[Contour annotation entries]
^^^^

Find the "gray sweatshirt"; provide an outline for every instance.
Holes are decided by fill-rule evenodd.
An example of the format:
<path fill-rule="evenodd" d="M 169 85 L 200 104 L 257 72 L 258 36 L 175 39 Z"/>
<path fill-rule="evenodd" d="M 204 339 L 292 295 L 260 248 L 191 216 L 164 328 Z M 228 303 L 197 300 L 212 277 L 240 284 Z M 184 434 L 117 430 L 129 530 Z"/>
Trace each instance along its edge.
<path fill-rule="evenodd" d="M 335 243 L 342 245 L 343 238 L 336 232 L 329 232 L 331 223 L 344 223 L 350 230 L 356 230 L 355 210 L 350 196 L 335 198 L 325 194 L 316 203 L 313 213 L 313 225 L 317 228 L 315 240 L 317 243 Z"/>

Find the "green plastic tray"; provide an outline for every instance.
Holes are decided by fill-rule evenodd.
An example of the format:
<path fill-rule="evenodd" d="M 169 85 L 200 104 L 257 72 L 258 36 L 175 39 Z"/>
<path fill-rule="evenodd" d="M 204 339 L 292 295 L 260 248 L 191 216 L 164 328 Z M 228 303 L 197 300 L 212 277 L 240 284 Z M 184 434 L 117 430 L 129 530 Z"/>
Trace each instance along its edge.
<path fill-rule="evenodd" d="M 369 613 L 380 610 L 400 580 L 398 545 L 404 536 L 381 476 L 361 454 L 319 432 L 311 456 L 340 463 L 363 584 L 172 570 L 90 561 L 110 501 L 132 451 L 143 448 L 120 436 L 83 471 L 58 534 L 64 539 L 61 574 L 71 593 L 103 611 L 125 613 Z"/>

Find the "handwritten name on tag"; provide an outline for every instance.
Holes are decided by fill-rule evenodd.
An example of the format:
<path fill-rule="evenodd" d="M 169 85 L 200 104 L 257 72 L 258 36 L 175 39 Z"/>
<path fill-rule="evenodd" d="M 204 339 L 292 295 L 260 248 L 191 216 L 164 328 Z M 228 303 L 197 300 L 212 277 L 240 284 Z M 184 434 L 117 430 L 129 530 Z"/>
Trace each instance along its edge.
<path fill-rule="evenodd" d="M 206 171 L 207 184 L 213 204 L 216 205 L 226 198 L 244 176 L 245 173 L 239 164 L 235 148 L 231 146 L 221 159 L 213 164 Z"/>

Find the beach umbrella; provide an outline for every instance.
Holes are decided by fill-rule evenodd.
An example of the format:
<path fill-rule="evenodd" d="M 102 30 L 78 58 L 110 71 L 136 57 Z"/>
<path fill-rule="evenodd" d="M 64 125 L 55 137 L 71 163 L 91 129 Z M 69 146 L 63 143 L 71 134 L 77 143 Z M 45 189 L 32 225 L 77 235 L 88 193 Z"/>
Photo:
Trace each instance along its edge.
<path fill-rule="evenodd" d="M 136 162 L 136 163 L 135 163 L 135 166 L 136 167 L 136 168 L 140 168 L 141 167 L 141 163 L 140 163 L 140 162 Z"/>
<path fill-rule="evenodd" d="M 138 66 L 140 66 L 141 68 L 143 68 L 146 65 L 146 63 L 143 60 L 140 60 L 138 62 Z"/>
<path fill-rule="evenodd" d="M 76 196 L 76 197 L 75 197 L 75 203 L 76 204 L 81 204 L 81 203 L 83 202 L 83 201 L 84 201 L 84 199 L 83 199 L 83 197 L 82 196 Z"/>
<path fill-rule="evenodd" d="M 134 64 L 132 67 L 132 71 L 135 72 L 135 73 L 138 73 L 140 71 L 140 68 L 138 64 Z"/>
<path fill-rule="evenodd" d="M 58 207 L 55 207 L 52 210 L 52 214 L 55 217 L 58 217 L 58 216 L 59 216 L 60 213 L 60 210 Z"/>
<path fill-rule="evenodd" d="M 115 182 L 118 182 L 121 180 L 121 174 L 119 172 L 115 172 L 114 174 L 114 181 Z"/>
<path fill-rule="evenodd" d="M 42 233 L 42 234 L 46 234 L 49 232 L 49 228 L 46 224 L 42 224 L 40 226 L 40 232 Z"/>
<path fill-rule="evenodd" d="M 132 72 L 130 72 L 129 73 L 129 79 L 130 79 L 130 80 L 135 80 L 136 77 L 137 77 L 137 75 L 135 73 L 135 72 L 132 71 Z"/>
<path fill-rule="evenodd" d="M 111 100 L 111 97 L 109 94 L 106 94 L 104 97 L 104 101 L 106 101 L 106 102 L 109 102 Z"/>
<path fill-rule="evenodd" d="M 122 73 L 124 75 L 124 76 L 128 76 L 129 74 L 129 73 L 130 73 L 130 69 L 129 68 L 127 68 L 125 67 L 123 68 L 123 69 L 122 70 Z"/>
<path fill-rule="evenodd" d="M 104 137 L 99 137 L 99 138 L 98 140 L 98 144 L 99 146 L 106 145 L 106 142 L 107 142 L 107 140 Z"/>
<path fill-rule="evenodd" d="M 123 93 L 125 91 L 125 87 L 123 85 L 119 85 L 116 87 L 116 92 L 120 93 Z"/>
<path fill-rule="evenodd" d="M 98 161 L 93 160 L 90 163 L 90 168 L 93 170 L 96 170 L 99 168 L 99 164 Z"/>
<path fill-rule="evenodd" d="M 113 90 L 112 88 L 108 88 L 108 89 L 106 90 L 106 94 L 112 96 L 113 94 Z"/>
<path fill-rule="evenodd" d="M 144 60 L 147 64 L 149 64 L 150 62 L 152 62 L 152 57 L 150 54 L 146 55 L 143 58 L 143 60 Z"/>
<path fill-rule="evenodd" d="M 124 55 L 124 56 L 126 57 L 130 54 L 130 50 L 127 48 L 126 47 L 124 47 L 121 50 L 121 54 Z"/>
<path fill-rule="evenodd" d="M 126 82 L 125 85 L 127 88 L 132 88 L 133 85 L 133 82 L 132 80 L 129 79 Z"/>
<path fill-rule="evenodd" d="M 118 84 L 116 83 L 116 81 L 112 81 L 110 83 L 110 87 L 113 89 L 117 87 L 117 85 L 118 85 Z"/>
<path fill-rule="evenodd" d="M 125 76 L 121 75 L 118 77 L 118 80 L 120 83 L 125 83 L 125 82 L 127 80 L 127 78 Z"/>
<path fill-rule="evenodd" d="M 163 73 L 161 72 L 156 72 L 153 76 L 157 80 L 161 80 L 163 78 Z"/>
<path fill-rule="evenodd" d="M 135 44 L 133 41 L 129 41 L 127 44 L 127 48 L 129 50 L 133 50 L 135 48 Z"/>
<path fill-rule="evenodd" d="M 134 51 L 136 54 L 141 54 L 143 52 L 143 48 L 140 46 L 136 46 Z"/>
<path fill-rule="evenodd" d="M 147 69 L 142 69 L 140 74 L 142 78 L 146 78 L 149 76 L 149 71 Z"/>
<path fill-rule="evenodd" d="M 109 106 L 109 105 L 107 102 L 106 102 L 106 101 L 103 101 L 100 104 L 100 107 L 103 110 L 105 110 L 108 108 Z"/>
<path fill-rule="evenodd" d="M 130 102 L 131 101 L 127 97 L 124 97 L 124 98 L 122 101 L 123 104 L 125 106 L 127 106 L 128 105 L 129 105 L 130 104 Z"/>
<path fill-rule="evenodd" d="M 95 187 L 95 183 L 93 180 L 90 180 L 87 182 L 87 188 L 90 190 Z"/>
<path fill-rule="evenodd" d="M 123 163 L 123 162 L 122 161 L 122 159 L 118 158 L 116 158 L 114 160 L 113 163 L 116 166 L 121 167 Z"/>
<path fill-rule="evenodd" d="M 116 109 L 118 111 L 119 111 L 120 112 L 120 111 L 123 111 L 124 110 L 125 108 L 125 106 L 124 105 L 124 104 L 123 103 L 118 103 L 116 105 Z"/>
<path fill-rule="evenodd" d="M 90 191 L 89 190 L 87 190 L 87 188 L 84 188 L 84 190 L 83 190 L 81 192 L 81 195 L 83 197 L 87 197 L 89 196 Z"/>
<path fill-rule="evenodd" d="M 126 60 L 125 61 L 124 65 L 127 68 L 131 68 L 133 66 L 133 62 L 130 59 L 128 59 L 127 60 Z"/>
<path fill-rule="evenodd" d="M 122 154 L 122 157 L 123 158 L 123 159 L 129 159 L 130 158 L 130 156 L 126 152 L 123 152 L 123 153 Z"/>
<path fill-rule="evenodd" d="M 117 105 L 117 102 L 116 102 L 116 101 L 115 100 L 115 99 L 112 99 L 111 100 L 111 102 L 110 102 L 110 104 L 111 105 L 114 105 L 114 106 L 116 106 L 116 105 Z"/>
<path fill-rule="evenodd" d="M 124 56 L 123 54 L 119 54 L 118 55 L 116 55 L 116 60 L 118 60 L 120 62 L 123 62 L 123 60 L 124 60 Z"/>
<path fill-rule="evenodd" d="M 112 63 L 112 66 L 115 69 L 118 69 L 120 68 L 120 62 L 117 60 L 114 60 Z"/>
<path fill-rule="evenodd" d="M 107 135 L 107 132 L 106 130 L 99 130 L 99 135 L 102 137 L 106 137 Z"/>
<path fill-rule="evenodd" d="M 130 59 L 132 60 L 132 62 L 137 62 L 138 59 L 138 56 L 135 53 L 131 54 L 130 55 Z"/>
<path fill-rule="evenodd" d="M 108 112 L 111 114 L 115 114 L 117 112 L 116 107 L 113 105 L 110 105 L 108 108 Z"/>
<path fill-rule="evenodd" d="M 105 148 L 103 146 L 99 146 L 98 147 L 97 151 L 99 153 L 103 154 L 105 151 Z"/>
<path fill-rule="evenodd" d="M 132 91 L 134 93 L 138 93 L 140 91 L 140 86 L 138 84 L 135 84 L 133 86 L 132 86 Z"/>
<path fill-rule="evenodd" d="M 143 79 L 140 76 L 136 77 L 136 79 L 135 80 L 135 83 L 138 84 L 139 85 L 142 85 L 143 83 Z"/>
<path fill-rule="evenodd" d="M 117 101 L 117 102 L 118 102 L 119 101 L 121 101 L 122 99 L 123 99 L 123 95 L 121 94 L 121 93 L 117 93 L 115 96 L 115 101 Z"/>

^^^^

STATED GOAL. Convert the lines of the entries above, starting at the very first line and ending at the line that contains "206 171 L 207", into a Markdown table with the columns Row and Text. Number each line in Row, put the line itself in Text, and omit blank lines.

WRITTEN SOLUTION.
| Row | Text |
|---|---|
| 1 | Find the "gray sweatshirt"; provide an outline for every instance. |
| 2 | Holes are decided by fill-rule evenodd. |
| 3 | An example of the format: |
| 4 | <path fill-rule="evenodd" d="M 169 85 L 200 104 L 257 72 L 258 36 L 175 39 Z"/> |
| 5 | <path fill-rule="evenodd" d="M 204 339 L 292 295 L 260 248 L 191 216 L 164 328 Z M 228 303 L 197 300 L 212 277 L 240 284 Z M 184 434 L 117 430 L 129 530 Z"/> |
| 6 | Trace each instance along its edge. |
| 7 | <path fill-rule="evenodd" d="M 335 243 L 342 245 L 343 238 L 336 232 L 329 232 L 331 223 L 344 223 L 350 230 L 356 230 L 355 210 L 350 196 L 335 198 L 325 194 L 316 203 L 313 213 L 313 225 L 317 228 L 315 240 L 317 243 Z"/> |
| 8 | Find the "green plastic tray"; provide an outline for every instance. |
| 9 | Holes are decided by fill-rule evenodd. |
| 10 | An example of the format: |
| 11 | <path fill-rule="evenodd" d="M 169 85 L 200 104 L 257 72 L 258 36 L 175 39 Z"/> |
| 12 | <path fill-rule="evenodd" d="M 204 339 L 292 295 L 260 248 L 191 216 L 164 328 Z M 228 303 L 197 300 L 212 277 L 240 284 Z M 184 434 L 117 430 L 129 530 Z"/> |
| 13 | Trace each instance along its edge. |
| 14 | <path fill-rule="evenodd" d="M 369 613 L 380 610 L 400 580 L 398 545 L 404 536 L 381 476 L 361 454 L 319 432 L 311 456 L 340 463 L 363 584 L 172 570 L 90 561 L 110 501 L 132 451 L 143 448 L 120 436 L 83 471 L 58 534 L 64 539 L 61 574 L 71 593 L 103 611 L 125 613 Z"/> |
| 15 | Find the "handwritten name on tag"; provide an outline for every instance. |
| 16 | Holes are decided by fill-rule evenodd. |
| 17 | An example of the format: |
| 18 | <path fill-rule="evenodd" d="M 169 85 L 200 104 L 257 72 L 258 36 L 175 39 Z"/> |
| 19 | <path fill-rule="evenodd" d="M 204 339 L 292 295 L 260 248 L 191 216 L 164 328 Z M 228 303 L 197 300 L 212 277 L 240 284 Z M 184 434 L 117 430 L 129 530 Z"/> |
| 20 | Trace each instance along its edge. |
| 21 | <path fill-rule="evenodd" d="M 206 171 L 207 184 L 213 204 L 216 205 L 226 198 L 244 176 L 245 173 L 239 164 L 235 148 L 231 146 L 221 159 L 213 164 Z"/> |